Reliving memories of Rudolf Nureyev’s 1968 The Nutcracker production for The Royal Ballet

United KingdomUnited Kingdom Rudolf Nureyev’s The Nutcracker: Dancers of The Royal Ballet, Covent Garden Opera Chorus / John Lanchbery (conductor). Filmed (directed by John Vernon) at the Royal Opera House, Covent Garden, London, 10.3.1968 and re-released on DVD by Opus Arte in 2020. (JPr)

Rudolf Nureyev (Drosselmeyer) and Merle Park (Clara)

It is almost 85 years since Rudolf Nureyev’s birth and soon it will be 30 years since his deeply sad, premature death and I feel the need to mark these anniversaries in some small way. For those who saw him, as I did several times, Nureyev had remarkable personal and artistic charisma and we will never see his like again. He also can never be forgotten because of his zealotry in always giving male dancers – himself first and foremost – as much to do as possible in any new version of the classics. He may not always have got the balance perfectly right; but what he did was often thought-provoking and spectacular, as witnessed by his Sleeping Beauty (1975) and Romeo and Juliet (1977) for London Festival Ballet (as English National Ballet was then) that I grew up going to see as often as I could. There were several evenings at Covent Garden too, and in the early 1980s I saw him dance in his wonderful Swan Lake which he created for Vienna State Ballet in 1964 and which had its 243rd performance in the Austrian capital in March 2022.

■ **Record set**
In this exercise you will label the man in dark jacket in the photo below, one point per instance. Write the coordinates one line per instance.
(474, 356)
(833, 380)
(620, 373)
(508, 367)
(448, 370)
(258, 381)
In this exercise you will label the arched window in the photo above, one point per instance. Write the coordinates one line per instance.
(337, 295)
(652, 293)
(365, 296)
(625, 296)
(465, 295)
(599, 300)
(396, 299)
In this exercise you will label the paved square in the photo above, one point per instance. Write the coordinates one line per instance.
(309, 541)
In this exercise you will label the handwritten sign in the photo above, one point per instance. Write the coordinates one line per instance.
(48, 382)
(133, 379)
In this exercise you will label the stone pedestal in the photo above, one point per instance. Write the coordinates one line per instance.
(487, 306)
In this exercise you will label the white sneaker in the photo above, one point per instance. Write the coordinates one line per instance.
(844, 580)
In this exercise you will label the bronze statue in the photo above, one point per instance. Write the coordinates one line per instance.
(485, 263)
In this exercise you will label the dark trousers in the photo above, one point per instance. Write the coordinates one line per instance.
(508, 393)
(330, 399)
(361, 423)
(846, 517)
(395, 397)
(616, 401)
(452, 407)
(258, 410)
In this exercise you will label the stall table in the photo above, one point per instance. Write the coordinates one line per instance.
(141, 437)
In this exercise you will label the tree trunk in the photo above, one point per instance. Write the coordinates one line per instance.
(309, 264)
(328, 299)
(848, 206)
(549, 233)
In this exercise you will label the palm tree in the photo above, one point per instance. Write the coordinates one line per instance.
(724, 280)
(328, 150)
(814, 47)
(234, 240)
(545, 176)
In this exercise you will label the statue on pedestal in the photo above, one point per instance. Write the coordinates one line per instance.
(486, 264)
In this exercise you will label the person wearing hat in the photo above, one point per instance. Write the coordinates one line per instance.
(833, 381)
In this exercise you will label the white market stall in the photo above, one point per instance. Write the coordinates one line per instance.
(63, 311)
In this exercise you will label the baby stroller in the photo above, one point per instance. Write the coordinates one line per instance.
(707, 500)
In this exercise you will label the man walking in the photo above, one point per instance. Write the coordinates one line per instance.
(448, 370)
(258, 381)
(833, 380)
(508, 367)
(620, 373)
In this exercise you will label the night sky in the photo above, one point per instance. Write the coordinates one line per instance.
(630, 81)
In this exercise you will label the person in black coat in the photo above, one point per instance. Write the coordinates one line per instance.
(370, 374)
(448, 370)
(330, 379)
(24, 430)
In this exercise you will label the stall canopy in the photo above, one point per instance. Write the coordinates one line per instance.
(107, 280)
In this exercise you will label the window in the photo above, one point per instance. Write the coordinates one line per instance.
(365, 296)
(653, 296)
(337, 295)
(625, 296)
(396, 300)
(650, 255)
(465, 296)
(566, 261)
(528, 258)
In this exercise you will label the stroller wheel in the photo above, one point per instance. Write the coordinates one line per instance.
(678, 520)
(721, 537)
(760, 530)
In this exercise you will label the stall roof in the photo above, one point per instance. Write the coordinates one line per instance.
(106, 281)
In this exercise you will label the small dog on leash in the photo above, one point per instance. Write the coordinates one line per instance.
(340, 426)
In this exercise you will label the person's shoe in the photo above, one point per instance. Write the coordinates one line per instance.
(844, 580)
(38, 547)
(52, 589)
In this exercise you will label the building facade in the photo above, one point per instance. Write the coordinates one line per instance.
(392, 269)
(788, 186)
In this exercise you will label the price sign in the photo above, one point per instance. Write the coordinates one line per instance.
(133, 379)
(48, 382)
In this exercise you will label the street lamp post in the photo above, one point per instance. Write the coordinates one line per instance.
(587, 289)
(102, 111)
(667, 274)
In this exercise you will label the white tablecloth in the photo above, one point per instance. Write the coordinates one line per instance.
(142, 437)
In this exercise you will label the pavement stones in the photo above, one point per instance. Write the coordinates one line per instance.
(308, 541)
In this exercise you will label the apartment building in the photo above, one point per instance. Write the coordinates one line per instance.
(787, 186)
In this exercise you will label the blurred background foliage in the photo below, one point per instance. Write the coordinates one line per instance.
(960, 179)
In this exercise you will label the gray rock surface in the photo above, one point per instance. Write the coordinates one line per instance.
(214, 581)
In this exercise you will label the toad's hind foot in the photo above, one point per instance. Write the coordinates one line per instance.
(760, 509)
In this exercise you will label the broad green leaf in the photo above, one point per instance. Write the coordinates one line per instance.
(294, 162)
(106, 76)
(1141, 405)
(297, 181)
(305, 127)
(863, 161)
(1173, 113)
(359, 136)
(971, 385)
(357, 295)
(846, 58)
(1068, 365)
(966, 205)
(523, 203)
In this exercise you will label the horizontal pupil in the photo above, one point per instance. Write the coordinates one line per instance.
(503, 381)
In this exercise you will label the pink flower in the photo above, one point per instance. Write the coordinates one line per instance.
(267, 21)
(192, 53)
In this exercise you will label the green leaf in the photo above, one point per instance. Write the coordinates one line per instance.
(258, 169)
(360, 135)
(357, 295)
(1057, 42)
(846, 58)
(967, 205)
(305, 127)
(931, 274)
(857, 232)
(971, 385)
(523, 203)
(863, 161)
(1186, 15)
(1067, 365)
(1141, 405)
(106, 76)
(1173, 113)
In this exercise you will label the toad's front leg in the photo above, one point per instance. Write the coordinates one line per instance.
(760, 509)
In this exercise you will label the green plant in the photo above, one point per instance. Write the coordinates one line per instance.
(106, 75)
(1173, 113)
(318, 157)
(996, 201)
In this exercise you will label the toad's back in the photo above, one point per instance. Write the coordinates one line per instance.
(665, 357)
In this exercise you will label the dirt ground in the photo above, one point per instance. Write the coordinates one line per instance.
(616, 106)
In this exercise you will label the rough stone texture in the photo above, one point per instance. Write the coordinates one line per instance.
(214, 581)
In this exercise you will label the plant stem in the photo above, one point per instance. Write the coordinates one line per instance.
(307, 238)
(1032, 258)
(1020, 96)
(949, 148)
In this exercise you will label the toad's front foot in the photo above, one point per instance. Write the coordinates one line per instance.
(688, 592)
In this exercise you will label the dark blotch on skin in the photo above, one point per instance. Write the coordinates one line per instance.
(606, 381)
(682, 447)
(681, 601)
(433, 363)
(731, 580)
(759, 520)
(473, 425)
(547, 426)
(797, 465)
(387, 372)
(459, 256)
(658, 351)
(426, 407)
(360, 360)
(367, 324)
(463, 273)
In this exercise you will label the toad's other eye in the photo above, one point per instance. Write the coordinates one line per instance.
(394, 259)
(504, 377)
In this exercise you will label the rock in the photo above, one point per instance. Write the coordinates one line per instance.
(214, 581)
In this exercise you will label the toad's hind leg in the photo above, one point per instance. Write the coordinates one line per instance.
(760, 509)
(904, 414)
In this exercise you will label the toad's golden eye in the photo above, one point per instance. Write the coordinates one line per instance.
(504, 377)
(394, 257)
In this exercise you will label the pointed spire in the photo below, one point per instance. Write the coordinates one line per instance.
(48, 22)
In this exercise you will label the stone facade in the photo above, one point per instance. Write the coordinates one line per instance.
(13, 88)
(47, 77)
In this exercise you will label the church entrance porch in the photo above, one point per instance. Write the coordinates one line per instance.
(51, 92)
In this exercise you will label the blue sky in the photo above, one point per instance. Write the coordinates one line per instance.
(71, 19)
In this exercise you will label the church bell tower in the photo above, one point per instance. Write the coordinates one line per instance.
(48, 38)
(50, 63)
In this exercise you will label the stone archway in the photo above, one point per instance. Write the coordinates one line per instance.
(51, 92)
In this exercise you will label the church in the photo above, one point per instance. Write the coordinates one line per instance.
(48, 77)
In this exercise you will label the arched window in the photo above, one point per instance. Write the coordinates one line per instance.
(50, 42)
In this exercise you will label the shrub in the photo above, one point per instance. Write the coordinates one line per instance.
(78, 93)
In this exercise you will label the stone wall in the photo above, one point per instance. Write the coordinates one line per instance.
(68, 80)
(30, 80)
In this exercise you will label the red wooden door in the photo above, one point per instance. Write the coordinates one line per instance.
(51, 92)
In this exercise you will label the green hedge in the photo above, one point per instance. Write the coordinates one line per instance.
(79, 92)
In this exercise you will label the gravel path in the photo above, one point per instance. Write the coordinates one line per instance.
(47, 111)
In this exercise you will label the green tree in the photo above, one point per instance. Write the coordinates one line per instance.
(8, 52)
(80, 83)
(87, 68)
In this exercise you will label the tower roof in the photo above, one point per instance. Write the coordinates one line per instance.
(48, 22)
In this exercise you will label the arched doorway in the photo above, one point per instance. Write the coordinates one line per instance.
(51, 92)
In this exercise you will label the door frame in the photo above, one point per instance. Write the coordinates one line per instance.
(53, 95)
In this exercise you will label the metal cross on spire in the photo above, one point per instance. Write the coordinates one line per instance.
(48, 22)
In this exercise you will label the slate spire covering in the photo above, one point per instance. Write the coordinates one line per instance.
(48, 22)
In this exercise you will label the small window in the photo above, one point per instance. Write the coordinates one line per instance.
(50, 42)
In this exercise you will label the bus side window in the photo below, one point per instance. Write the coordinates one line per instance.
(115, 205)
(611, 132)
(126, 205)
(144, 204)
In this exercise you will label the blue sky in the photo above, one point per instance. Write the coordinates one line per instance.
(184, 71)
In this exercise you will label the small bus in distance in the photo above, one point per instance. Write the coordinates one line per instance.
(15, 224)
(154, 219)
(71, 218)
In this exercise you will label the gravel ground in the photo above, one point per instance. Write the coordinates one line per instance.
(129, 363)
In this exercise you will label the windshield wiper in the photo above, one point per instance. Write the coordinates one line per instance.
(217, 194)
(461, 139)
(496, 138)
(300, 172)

■ **Written problem**
Please edit the passage on Nureyev's Nutcracker starting at "Reliving memories of" and ending at "Merle Park (Clara)", swapping "DVD" for "Blu-ray".

■ **Response to this exercise**
Reliving memories of Rudolf Nureyev’s 1968 The Nutcracker production for The Royal Ballet

United KingdomUnited Kingdom Rudolf Nureyev’s The Nutcracker: Dancers of The Royal Ballet, Covent Garden Opera Chorus / John Lanchbery (conductor). Filmed (directed by John Vernon) at the Royal Opera House, Covent Garden, London, 10.3.1968 and re-released on Blu-ray by Opus Arte in 2020. (JPr)

Rudolf Nureyev (Drosselmeyer) and Merle Park (Clara)